===== Data shown =====

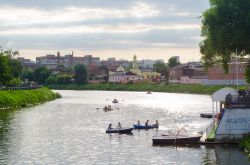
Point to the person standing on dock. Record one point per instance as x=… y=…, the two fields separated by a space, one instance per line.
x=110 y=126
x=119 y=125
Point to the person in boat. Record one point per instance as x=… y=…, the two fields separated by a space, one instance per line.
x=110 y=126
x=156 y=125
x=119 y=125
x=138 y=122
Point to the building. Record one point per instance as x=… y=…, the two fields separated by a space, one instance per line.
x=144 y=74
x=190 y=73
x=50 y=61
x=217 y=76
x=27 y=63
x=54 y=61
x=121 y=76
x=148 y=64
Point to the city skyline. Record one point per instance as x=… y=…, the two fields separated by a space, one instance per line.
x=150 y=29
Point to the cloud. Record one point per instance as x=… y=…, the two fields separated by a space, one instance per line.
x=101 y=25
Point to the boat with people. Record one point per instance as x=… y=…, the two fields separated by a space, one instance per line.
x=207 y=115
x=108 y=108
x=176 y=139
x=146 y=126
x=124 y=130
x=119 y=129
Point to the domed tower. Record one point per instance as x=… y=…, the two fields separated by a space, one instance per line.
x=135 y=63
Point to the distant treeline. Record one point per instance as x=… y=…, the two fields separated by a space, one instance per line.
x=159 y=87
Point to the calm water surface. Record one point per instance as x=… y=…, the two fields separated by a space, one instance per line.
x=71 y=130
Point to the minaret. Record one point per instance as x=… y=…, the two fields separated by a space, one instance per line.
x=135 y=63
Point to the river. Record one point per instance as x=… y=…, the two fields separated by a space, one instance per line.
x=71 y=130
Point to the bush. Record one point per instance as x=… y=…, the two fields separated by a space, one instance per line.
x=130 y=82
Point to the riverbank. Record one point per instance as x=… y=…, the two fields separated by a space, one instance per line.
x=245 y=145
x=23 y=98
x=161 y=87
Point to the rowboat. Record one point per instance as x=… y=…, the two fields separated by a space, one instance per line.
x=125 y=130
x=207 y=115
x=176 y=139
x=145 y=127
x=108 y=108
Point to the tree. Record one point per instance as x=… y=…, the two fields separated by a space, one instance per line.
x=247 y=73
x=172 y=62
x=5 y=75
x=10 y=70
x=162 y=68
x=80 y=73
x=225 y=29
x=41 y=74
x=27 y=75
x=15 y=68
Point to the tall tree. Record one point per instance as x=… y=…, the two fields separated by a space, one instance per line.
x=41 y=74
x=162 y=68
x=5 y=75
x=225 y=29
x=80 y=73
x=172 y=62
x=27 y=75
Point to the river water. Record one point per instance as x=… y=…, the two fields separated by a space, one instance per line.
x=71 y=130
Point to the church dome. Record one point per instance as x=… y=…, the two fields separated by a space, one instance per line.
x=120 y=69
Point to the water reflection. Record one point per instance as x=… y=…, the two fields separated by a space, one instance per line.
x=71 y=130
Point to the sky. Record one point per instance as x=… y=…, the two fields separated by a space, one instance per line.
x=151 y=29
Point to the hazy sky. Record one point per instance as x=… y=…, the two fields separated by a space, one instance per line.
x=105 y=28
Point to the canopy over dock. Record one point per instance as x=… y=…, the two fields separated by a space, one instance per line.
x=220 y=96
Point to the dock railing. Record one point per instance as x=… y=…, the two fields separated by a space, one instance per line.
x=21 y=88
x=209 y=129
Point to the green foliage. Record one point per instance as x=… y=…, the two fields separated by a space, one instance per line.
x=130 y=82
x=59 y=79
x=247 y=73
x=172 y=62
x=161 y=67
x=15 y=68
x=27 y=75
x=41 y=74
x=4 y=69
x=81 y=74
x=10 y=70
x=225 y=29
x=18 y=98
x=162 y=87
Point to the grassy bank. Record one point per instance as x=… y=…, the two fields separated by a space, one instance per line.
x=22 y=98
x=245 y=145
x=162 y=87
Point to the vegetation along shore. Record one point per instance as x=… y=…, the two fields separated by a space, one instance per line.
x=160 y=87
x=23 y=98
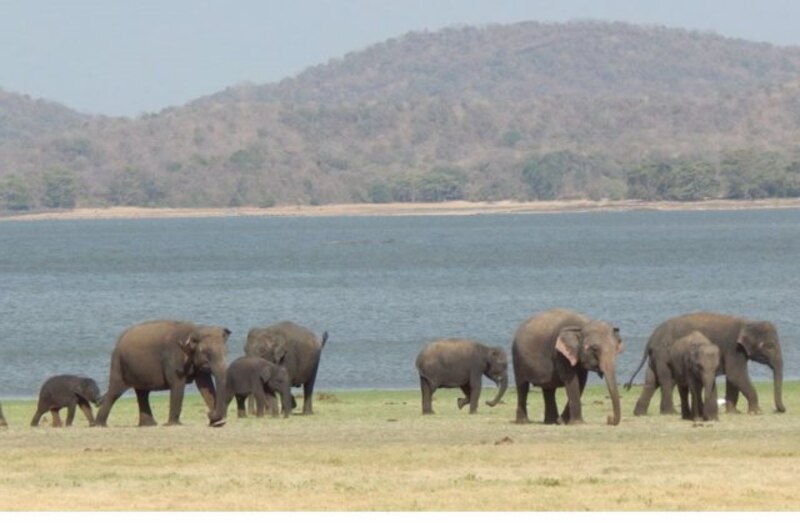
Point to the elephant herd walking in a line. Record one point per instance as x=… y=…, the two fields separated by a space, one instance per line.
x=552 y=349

=====

Given task: Give everything from the line containing "Point to the green" down to the end of the material above as a JSON list of strings, one string per line, skipping blank lines and leaving out the pictures.

Response to the exercise:
[
  "Point to the green foliage. Record one point per instance as x=… y=…, the two fields separated by a space, one instance per line.",
  "x=130 y=82",
  "x=59 y=79",
  "x=247 y=73",
  "x=172 y=62",
  "x=161 y=67",
  "x=15 y=68",
  "x=27 y=75",
  "x=41 y=74",
  "x=4 y=69",
  "x=81 y=74",
  "x=10 y=70",
  "x=225 y=29",
  "x=18 y=98",
  "x=162 y=87",
  "Point to the grassy bank. Record one point per instance as x=… y=…, the two fields separated by a space, one instance per line.",
  "x=22 y=98",
  "x=245 y=145",
  "x=162 y=87",
  "Point to the vegetation along shore. Record one point per instance as x=… y=…, the two fields separated by a space, one instance per line.",
  "x=160 y=87",
  "x=23 y=98",
  "Point to the elephant herd walking in a line. Record one point per instance as x=… y=…, the two fields separated by a space, one instance per line.",
  "x=552 y=349"
]